### Data for analysis:
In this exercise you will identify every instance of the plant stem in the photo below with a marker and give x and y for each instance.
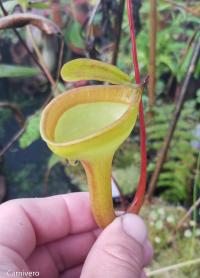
(46, 73)
(118, 30)
(139, 196)
(163, 152)
(152, 52)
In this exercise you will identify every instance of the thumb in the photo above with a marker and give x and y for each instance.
(119, 251)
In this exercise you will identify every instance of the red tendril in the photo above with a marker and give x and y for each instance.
(139, 196)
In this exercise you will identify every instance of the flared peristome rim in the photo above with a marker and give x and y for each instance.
(107, 93)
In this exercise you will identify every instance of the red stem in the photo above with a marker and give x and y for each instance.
(139, 196)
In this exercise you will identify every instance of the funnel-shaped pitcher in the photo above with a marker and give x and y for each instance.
(88, 124)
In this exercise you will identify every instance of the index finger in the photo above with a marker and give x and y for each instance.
(26, 223)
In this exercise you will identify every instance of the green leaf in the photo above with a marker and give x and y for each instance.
(53, 160)
(23, 3)
(17, 71)
(38, 5)
(32, 132)
(9, 6)
(88, 69)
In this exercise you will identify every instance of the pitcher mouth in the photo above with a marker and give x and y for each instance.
(132, 99)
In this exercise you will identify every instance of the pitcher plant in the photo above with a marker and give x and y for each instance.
(89, 124)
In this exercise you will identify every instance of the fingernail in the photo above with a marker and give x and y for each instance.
(134, 226)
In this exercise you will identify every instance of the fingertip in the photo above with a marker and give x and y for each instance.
(135, 227)
(148, 253)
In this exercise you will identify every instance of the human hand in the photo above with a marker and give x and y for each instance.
(53, 236)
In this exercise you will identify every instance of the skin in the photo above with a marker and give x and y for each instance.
(55, 235)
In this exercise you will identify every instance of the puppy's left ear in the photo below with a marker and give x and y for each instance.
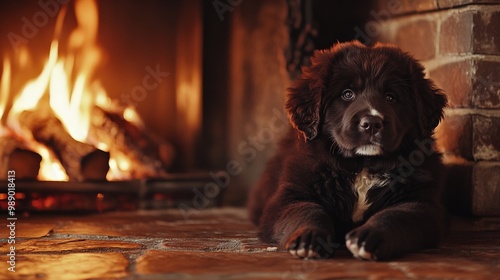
(430, 104)
(304, 98)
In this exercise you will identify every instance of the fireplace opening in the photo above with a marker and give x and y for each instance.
(101, 98)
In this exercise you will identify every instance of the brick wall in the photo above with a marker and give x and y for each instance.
(459, 43)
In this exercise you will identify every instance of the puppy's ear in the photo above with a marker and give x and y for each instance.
(304, 98)
(430, 102)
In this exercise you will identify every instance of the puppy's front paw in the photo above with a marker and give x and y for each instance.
(368, 243)
(311, 244)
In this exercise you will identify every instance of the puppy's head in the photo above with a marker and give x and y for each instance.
(366, 99)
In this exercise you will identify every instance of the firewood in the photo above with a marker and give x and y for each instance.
(81, 161)
(17, 157)
(148, 156)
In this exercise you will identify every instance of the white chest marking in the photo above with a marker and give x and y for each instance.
(362, 184)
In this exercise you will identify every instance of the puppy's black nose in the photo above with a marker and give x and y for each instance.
(371, 124)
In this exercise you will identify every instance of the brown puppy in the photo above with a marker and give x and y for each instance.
(359, 167)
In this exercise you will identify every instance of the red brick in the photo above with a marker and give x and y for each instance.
(486, 194)
(454, 3)
(471, 31)
(485, 137)
(418, 38)
(486, 86)
(456, 33)
(486, 31)
(456, 80)
(454, 136)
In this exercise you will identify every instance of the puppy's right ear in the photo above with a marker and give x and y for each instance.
(304, 97)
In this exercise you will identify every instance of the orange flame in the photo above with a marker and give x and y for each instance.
(72, 90)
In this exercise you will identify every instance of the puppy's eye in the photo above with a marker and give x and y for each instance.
(390, 98)
(348, 95)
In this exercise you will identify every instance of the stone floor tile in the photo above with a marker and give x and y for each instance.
(70, 266)
(27, 229)
(278, 265)
(217, 244)
(68, 245)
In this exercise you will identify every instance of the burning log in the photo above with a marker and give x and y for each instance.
(81, 161)
(15, 156)
(148, 156)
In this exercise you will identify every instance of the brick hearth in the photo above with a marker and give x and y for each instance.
(216, 244)
(459, 43)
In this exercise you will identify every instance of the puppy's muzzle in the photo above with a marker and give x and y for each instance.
(370, 125)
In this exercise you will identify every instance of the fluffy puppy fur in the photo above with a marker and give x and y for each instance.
(359, 166)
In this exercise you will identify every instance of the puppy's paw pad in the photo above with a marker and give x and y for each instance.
(311, 244)
(358, 251)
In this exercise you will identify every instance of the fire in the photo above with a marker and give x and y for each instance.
(67, 84)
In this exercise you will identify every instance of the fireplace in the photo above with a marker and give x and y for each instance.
(101, 104)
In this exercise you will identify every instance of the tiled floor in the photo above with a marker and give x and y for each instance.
(216, 244)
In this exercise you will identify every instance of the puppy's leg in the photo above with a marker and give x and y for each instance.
(301, 227)
(395, 231)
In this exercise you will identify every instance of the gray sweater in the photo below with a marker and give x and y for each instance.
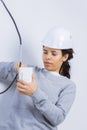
(45, 109)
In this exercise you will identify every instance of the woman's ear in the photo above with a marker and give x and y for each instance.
(65, 57)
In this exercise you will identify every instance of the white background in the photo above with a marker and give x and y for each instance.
(34, 18)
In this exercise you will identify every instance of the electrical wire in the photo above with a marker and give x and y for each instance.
(20, 41)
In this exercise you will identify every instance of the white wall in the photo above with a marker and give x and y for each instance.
(34, 18)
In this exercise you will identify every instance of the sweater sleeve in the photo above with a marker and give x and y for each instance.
(54, 113)
(7, 71)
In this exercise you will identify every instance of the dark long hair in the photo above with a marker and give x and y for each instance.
(65, 68)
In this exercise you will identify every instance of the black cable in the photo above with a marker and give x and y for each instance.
(20, 39)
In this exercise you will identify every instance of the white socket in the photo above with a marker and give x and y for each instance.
(25, 73)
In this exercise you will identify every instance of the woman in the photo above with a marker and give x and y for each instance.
(43, 103)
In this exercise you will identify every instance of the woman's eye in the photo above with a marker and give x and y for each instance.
(54, 54)
(45, 52)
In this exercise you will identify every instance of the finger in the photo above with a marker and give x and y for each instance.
(33, 77)
(22, 82)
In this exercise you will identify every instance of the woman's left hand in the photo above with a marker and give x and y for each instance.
(27, 88)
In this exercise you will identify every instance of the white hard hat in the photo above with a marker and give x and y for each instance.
(58, 38)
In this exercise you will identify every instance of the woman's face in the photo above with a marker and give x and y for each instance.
(53, 59)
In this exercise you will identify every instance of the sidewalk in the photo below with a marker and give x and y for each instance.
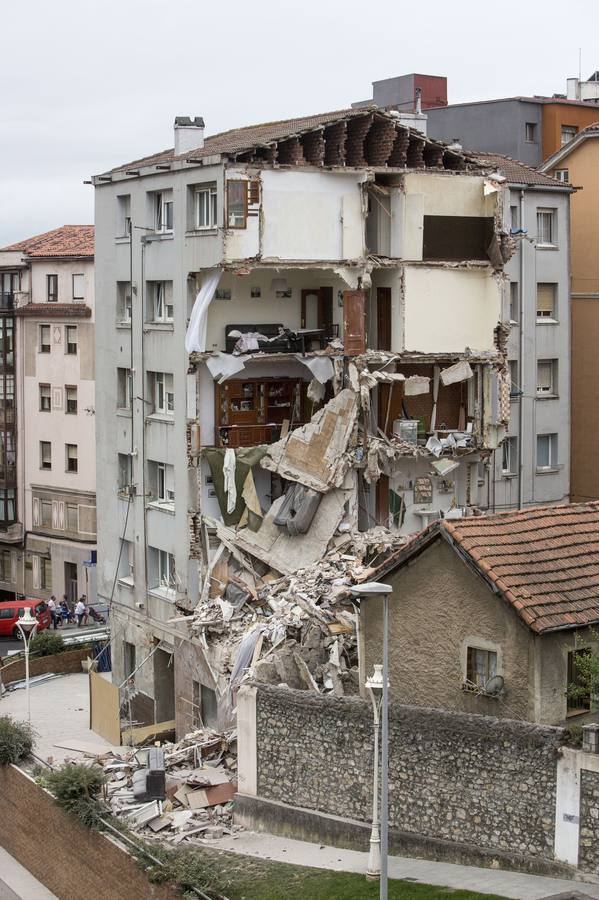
(16, 883)
(486, 881)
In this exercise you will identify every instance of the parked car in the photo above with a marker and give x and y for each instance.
(12, 609)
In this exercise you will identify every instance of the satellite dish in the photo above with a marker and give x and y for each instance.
(494, 685)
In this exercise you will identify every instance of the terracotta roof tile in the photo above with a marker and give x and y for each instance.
(67, 241)
(544, 560)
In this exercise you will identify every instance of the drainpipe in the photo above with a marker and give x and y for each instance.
(521, 360)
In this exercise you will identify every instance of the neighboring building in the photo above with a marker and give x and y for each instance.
(512, 597)
(533, 464)
(244, 280)
(578, 162)
(48, 513)
(526, 128)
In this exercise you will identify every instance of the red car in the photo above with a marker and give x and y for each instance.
(11, 610)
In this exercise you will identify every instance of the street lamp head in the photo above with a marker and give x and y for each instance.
(369, 588)
(375, 682)
(26, 620)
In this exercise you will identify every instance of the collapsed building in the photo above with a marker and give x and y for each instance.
(304, 324)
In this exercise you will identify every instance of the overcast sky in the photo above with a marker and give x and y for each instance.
(88, 84)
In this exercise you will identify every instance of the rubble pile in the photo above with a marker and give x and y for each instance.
(194, 802)
(293, 629)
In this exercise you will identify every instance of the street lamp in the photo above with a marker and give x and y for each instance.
(27, 625)
(374, 685)
(374, 588)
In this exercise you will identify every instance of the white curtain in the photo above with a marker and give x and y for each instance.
(195, 338)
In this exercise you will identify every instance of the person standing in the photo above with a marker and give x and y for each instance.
(52, 608)
(79, 612)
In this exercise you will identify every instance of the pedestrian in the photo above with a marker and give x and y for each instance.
(52, 608)
(79, 612)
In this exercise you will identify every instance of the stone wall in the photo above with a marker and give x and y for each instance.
(454, 777)
(588, 847)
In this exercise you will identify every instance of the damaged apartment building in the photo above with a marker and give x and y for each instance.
(301, 328)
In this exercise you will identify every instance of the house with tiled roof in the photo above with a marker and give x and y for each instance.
(47, 394)
(489, 613)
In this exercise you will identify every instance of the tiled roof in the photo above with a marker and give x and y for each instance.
(545, 561)
(67, 241)
(515, 172)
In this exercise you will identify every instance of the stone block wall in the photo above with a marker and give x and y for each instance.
(452, 776)
(588, 846)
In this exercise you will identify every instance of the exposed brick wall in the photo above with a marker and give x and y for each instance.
(69, 860)
(588, 844)
(462, 778)
(61, 664)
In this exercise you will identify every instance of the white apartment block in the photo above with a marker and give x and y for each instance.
(345, 241)
(48, 511)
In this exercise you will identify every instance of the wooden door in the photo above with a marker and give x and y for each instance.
(354, 322)
(383, 318)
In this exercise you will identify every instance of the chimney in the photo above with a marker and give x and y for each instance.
(189, 134)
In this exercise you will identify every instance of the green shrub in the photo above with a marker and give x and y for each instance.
(16, 740)
(77, 789)
(47, 643)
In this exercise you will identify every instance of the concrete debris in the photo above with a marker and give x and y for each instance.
(201, 781)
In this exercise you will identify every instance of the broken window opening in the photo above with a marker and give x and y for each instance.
(457, 237)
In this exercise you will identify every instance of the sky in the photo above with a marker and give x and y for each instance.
(86, 85)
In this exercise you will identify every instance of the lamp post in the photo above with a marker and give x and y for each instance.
(374, 685)
(375, 588)
(27, 625)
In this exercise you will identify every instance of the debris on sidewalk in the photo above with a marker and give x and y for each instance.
(200, 783)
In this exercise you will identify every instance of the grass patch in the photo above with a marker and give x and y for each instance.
(247, 878)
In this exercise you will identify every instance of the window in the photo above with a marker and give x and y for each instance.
(568, 133)
(509, 459)
(79, 287)
(237, 197)
(45, 573)
(123, 208)
(72, 340)
(5, 570)
(514, 378)
(45, 455)
(546, 231)
(124, 393)
(45, 397)
(164, 397)
(52, 288)
(546, 300)
(123, 302)
(46, 513)
(71, 457)
(163, 211)
(546, 452)
(124, 466)
(161, 301)
(44, 338)
(514, 301)
(72, 517)
(166, 569)
(480, 666)
(530, 132)
(205, 207)
(547, 377)
(71, 400)
(578, 693)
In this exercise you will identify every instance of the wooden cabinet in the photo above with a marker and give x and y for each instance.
(251, 411)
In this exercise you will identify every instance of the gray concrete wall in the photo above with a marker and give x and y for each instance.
(542, 340)
(437, 609)
(498, 126)
(470, 780)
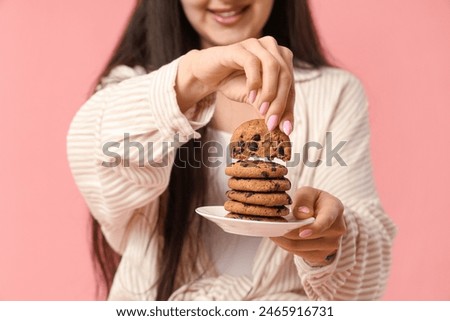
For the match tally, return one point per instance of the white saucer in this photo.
(217, 214)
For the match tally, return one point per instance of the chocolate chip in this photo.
(253, 146)
(237, 150)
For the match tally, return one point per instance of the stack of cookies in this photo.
(258, 187)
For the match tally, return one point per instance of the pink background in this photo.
(51, 52)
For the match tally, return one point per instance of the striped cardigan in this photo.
(124, 199)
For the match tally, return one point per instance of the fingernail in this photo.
(272, 122)
(303, 209)
(305, 233)
(287, 127)
(252, 96)
(264, 107)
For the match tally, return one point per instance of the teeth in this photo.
(227, 14)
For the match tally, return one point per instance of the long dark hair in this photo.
(158, 32)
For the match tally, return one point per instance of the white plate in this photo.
(217, 214)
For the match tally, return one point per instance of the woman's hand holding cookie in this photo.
(318, 242)
(255, 71)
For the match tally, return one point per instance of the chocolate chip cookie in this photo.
(266, 199)
(258, 210)
(253, 139)
(256, 169)
(259, 185)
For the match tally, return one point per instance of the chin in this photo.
(228, 39)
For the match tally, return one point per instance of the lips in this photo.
(229, 15)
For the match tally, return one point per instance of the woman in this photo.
(196, 66)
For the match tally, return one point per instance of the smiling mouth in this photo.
(228, 16)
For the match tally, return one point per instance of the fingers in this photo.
(304, 202)
(327, 210)
(269, 72)
(240, 58)
(276, 97)
(316, 252)
(281, 109)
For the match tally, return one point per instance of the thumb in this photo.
(304, 201)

### About this exercise:
Using the line that contains "fingers in this photo." as the first, reproduce each line exactly through the last line of the listing.

### Solution for this problem:
For the match tally, return one point per instance of the fingers in this photo.
(304, 202)
(327, 210)
(269, 72)
(240, 58)
(276, 97)
(316, 252)
(281, 109)
For the match tally, return one point per instance of the thumb in this photo.
(304, 201)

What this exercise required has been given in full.